(ACTIVITY): Go through the listing below and count the lines with "each" in them. Only the count is needed.

(EXCERPTED RECORDS):
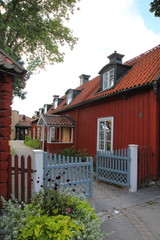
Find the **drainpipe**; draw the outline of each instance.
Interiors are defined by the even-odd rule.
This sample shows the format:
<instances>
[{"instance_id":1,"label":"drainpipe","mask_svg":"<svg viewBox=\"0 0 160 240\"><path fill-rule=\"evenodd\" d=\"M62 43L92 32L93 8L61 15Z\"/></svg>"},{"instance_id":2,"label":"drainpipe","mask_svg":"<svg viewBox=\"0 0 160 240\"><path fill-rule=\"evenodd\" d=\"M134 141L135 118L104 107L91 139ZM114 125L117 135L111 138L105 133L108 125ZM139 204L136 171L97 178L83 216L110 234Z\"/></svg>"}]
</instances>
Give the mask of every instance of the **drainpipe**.
<instances>
[{"instance_id":1,"label":"drainpipe","mask_svg":"<svg viewBox=\"0 0 160 240\"><path fill-rule=\"evenodd\" d=\"M157 100L160 101L160 93L158 92L158 80L160 80L160 74L156 77L155 81L152 82L154 94L157 97Z\"/></svg>"}]
</instances>

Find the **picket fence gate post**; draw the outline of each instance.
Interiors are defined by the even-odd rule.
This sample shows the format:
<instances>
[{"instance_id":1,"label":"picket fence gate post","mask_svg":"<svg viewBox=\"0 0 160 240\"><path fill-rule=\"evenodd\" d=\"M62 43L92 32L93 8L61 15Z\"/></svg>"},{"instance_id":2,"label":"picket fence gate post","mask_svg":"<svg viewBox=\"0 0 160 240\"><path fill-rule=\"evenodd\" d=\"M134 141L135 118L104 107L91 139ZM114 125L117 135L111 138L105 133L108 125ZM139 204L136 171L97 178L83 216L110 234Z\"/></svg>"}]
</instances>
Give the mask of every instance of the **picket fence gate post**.
<instances>
[{"instance_id":1,"label":"picket fence gate post","mask_svg":"<svg viewBox=\"0 0 160 240\"><path fill-rule=\"evenodd\" d=\"M130 192L137 192L138 145L128 145L130 149Z\"/></svg>"},{"instance_id":2,"label":"picket fence gate post","mask_svg":"<svg viewBox=\"0 0 160 240\"><path fill-rule=\"evenodd\" d=\"M43 150L33 150L33 191L39 192L43 186Z\"/></svg>"}]
</instances>

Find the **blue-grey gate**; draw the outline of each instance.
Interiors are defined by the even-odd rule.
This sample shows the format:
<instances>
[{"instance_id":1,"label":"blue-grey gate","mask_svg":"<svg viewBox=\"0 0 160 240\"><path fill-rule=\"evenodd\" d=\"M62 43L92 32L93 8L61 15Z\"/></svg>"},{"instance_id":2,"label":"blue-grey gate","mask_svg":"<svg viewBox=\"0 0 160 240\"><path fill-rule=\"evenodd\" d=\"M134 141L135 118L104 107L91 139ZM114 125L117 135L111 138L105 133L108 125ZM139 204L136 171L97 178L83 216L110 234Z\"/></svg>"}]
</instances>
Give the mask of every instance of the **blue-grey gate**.
<instances>
[{"instance_id":1,"label":"blue-grey gate","mask_svg":"<svg viewBox=\"0 0 160 240\"><path fill-rule=\"evenodd\" d=\"M44 153L44 187L70 187L72 191L92 197L93 159Z\"/></svg>"},{"instance_id":2,"label":"blue-grey gate","mask_svg":"<svg viewBox=\"0 0 160 240\"><path fill-rule=\"evenodd\" d=\"M98 151L96 162L97 180L121 186L130 186L130 149Z\"/></svg>"}]
</instances>

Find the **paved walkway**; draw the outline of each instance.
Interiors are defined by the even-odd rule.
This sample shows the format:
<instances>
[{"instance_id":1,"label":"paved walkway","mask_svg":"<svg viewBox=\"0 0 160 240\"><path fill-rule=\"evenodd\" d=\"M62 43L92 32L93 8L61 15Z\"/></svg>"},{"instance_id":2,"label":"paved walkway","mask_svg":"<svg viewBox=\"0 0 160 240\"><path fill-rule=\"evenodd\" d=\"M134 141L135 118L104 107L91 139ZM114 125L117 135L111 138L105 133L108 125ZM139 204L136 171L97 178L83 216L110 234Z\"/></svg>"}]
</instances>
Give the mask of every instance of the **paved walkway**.
<instances>
[{"instance_id":1,"label":"paved walkway","mask_svg":"<svg viewBox=\"0 0 160 240\"><path fill-rule=\"evenodd\" d=\"M91 204L103 221L102 230L112 232L104 240L160 240L160 185L128 189L94 181Z\"/></svg>"},{"instance_id":2,"label":"paved walkway","mask_svg":"<svg viewBox=\"0 0 160 240\"><path fill-rule=\"evenodd\" d=\"M9 143L10 143L11 149L13 149L15 154L20 155L20 156L21 155L24 155L24 156L30 155L31 158L33 158L33 151L32 151L33 149L24 145L23 141L16 140L16 141L10 141Z\"/></svg>"}]
</instances>

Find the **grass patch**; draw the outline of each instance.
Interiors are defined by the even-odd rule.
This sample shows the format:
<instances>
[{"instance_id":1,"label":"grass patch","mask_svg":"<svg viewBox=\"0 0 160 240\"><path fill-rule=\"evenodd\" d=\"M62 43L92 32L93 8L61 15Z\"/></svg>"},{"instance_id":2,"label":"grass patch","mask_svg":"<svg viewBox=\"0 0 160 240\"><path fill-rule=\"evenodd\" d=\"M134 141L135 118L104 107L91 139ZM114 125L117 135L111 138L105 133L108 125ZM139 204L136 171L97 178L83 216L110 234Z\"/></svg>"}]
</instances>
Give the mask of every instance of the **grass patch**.
<instances>
[{"instance_id":1,"label":"grass patch","mask_svg":"<svg viewBox=\"0 0 160 240\"><path fill-rule=\"evenodd\" d=\"M34 149L40 149L40 139L33 140L31 139L31 137L26 136L24 140L24 144Z\"/></svg>"}]
</instances>

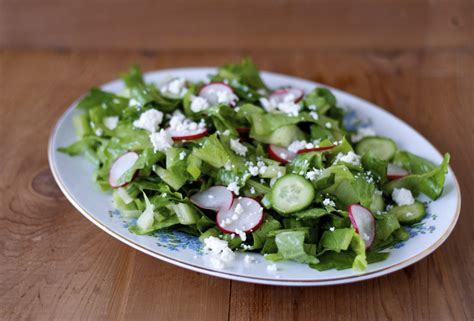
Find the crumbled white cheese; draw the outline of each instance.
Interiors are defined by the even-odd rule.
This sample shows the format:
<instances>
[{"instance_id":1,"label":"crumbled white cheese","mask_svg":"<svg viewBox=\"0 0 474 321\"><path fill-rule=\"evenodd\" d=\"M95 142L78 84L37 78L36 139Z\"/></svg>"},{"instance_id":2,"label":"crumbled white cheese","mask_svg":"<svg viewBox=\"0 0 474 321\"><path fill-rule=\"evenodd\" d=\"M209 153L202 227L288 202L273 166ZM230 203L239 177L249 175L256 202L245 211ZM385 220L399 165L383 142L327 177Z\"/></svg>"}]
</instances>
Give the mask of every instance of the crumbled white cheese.
<instances>
[{"instance_id":1,"label":"crumbled white cheese","mask_svg":"<svg viewBox=\"0 0 474 321\"><path fill-rule=\"evenodd\" d=\"M332 207L336 207L336 203L334 203L334 201L332 199L329 199L329 198L325 198L323 200L323 205L324 206L332 206Z\"/></svg>"},{"instance_id":2,"label":"crumbled white cheese","mask_svg":"<svg viewBox=\"0 0 474 321\"><path fill-rule=\"evenodd\" d=\"M245 264L252 264L255 262L255 258L251 255L246 254L244 257Z\"/></svg>"},{"instance_id":3,"label":"crumbled white cheese","mask_svg":"<svg viewBox=\"0 0 474 321\"><path fill-rule=\"evenodd\" d=\"M310 115L314 120L318 120L318 119L319 119L319 115L318 115L318 113L315 112L315 111L310 112L309 115Z\"/></svg>"},{"instance_id":4,"label":"crumbled white cheese","mask_svg":"<svg viewBox=\"0 0 474 321\"><path fill-rule=\"evenodd\" d=\"M332 124L330 122L326 122L326 124L324 124L324 126L326 126L326 128L332 128Z\"/></svg>"},{"instance_id":5,"label":"crumbled white cheese","mask_svg":"<svg viewBox=\"0 0 474 321\"><path fill-rule=\"evenodd\" d=\"M293 93L286 94L283 98L274 99L260 98L260 104L266 112L281 111L290 116L298 116L301 105L295 103L296 96Z\"/></svg>"},{"instance_id":6,"label":"crumbled white cheese","mask_svg":"<svg viewBox=\"0 0 474 321\"><path fill-rule=\"evenodd\" d=\"M354 153L353 151L350 151L347 154L339 153L336 155L335 163L339 162L352 164L354 166L360 166L360 156Z\"/></svg>"},{"instance_id":7,"label":"crumbled white cheese","mask_svg":"<svg viewBox=\"0 0 474 321\"><path fill-rule=\"evenodd\" d=\"M204 251L209 254L209 260L216 269L223 269L235 260L229 243L214 236L204 239Z\"/></svg>"},{"instance_id":8,"label":"crumbled white cheese","mask_svg":"<svg viewBox=\"0 0 474 321\"><path fill-rule=\"evenodd\" d=\"M398 206L411 205L415 203L411 191L406 188L395 188L392 192L392 199Z\"/></svg>"},{"instance_id":9,"label":"crumbled white cheese","mask_svg":"<svg viewBox=\"0 0 474 321\"><path fill-rule=\"evenodd\" d=\"M128 101L128 106L130 107L140 107L140 105L140 102L135 98L130 98L130 100Z\"/></svg>"},{"instance_id":10,"label":"crumbled white cheese","mask_svg":"<svg viewBox=\"0 0 474 321\"><path fill-rule=\"evenodd\" d=\"M255 188L254 187L250 187L250 194L254 195L256 192L255 192Z\"/></svg>"},{"instance_id":11,"label":"crumbled white cheese","mask_svg":"<svg viewBox=\"0 0 474 321\"><path fill-rule=\"evenodd\" d=\"M192 96L191 97L191 111L193 113L199 113L203 110L206 110L209 108L209 102L198 96Z\"/></svg>"},{"instance_id":12,"label":"crumbled white cheese","mask_svg":"<svg viewBox=\"0 0 474 321\"><path fill-rule=\"evenodd\" d=\"M371 127L361 127L357 129L357 132L352 135L352 141L354 143L361 141L365 137L375 136L375 131Z\"/></svg>"},{"instance_id":13,"label":"crumbled white cheese","mask_svg":"<svg viewBox=\"0 0 474 321\"><path fill-rule=\"evenodd\" d=\"M288 150L292 153L298 153L299 150L304 149L307 142L305 140L295 140L288 146Z\"/></svg>"},{"instance_id":14,"label":"crumbled white cheese","mask_svg":"<svg viewBox=\"0 0 474 321\"><path fill-rule=\"evenodd\" d=\"M104 130L103 130L102 128L97 128L97 129L95 130L95 134L96 134L97 136L102 136L102 135L104 134Z\"/></svg>"},{"instance_id":15,"label":"crumbled white cheese","mask_svg":"<svg viewBox=\"0 0 474 321\"><path fill-rule=\"evenodd\" d=\"M207 102L210 105L215 104L231 104L233 105L239 97L237 97L231 89L229 88L221 88L221 87L212 87L208 88L205 93L205 97Z\"/></svg>"},{"instance_id":16,"label":"crumbled white cheese","mask_svg":"<svg viewBox=\"0 0 474 321\"><path fill-rule=\"evenodd\" d=\"M149 109L140 115L140 118L133 122L133 126L146 129L154 133L163 121L163 113L156 109Z\"/></svg>"},{"instance_id":17,"label":"crumbled white cheese","mask_svg":"<svg viewBox=\"0 0 474 321\"><path fill-rule=\"evenodd\" d=\"M174 78L161 86L160 91L163 95L183 97L188 89L184 78Z\"/></svg>"},{"instance_id":18,"label":"crumbled white cheese","mask_svg":"<svg viewBox=\"0 0 474 321\"><path fill-rule=\"evenodd\" d=\"M186 116L184 116L184 114L179 110L176 110L173 113L169 125L170 131L179 133L180 135L190 134L196 131L204 130L206 128L204 119L201 119L199 123L196 123L191 119L186 118Z\"/></svg>"},{"instance_id":19,"label":"crumbled white cheese","mask_svg":"<svg viewBox=\"0 0 474 321\"><path fill-rule=\"evenodd\" d=\"M119 122L118 116L109 116L104 118L104 125L110 130L115 129Z\"/></svg>"},{"instance_id":20,"label":"crumbled white cheese","mask_svg":"<svg viewBox=\"0 0 474 321\"><path fill-rule=\"evenodd\" d=\"M267 98L260 98L260 104L267 113L274 112L276 106L272 105Z\"/></svg>"},{"instance_id":21,"label":"crumbled white cheese","mask_svg":"<svg viewBox=\"0 0 474 321\"><path fill-rule=\"evenodd\" d=\"M316 107L316 105L309 105L309 106L308 106L308 109L309 109L309 110L316 110L316 109L318 109L318 108Z\"/></svg>"},{"instance_id":22,"label":"crumbled white cheese","mask_svg":"<svg viewBox=\"0 0 474 321\"><path fill-rule=\"evenodd\" d=\"M230 148L240 156L245 156L247 154L248 148L247 146L241 144L238 139L231 139L230 140Z\"/></svg>"},{"instance_id":23,"label":"crumbled white cheese","mask_svg":"<svg viewBox=\"0 0 474 321\"><path fill-rule=\"evenodd\" d=\"M330 230L331 232L334 232L334 231L336 230L336 228L335 228L334 226L331 226L331 227L329 228L329 230Z\"/></svg>"},{"instance_id":24,"label":"crumbled white cheese","mask_svg":"<svg viewBox=\"0 0 474 321\"><path fill-rule=\"evenodd\" d=\"M155 152L163 152L173 146L173 139L171 138L170 134L164 129L161 129L159 132L151 133L150 141L153 145L153 150Z\"/></svg>"},{"instance_id":25,"label":"crumbled white cheese","mask_svg":"<svg viewBox=\"0 0 474 321\"><path fill-rule=\"evenodd\" d=\"M312 170L308 171L305 175L306 179L309 179L310 181L315 181L319 177L321 177L324 174L323 169L317 169L313 167Z\"/></svg>"},{"instance_id":26,"label":"crumbled white cheese","mask_svg":"<svg viewBox=\"0 0 474 321\"><path fill-rule=\"evenodd\" d=\"M301 106L293 101L289 102L281 102L277 105L277 108L284 112L285 114L288 114L290 116L298 116Z\"/></svg>"},{"instance_id":27,"label":"crumbled white cheese","mask_svg":"<svg viewBox=\"0 0 474 321\"><path fill-rule=\"evenodd\" d=\"M278 267L275 263L267 265L267 272L268 273L276 273L278 271Z\"/></svg>"},{"instance_id":28,"label":"crumbled white cheese","mask_svg":"<svg viewBox=\"0 0 474 321\"><path fill-rule=\"evenodd\" d=\"M224 169L230 171L232 169L232 162L229 160L224 164Z\"/></svg>"},{"instance_id":29,"label":"crumbled white cheese","mask_svg":"<svg viewBox=\"0 0 474 321\"><path fill-rule=\"evenodd\" d=\"M240 237L242 242L245 242L247 240L247 234L245 234L244 231L241 231L239 229L235 229L235 234L237 234Z\"/></svg>"},{"instance_id":30,"label":"crumbled white cheese","mask_svg":"<svg viewBox=\"0 0 474 321\"><path fill-rule=\"evenodd\" d=\"M179 160L183 160L185 158L186 158L186 152L183 151L183 152L179 153ZM212 196L212 195L209 195L209 196Z\"/></svg>"},{"instance_id":31,"label":"crumbled white cheese","mask_svg":"<svg viewBox=\"0 0 474 321\"><path fill-rule=\"evenodd\" d=\"M232 234L232 235L234 235L234 234ZM251 250L252 249L252 245L248 245L248 244L245 244L245 243L240 244L240 247L243 248L244 250Z\"/></svg>"},{"instance_id":32,"label":"crumbled white cheese","mask_svg":"<svg viewBox=\"0 0 474 321\"><path fill-rule=\"evenodd\" d=\"M227 189L234 194L239 195L240 187L236 182L229 183L229 185L227 185Z\"/></svg>"}]
</instances>

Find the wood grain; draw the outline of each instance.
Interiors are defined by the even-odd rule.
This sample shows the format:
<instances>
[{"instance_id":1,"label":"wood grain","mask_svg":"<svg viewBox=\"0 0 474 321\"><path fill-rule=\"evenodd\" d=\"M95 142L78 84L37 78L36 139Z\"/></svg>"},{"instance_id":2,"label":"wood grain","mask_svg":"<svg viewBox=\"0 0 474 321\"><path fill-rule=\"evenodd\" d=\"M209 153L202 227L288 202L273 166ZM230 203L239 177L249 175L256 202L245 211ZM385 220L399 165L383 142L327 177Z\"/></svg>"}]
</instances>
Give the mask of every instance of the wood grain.
<instances>
[{"instance_id":1,"label":"wood grain","mask_svg":"<svg viewBox=\"0 0 474 321\"><path fill-rule=\"evenodd\" d=\"M0 0L2 1L2 0ZM46 146L65 108L132 63L262 68L317 80L384 106L441 151L464 195L440 249L351 285L231 282L160 262L94 227L52 183ZM474 52L0 51L0 320L473 320ZM467 197L466 197L467 196Z\"/></svg>"},{"instance_id":2,"label":"wood grain","mask_svg":"<svg viewBox=\"0 0 474 321\"><path fill-rule=\"evenodd\" d=\"M0 47L473 48L471 0L0 0Z\"/></svg>"}]
</instances>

(EXERCISE RESULT): 7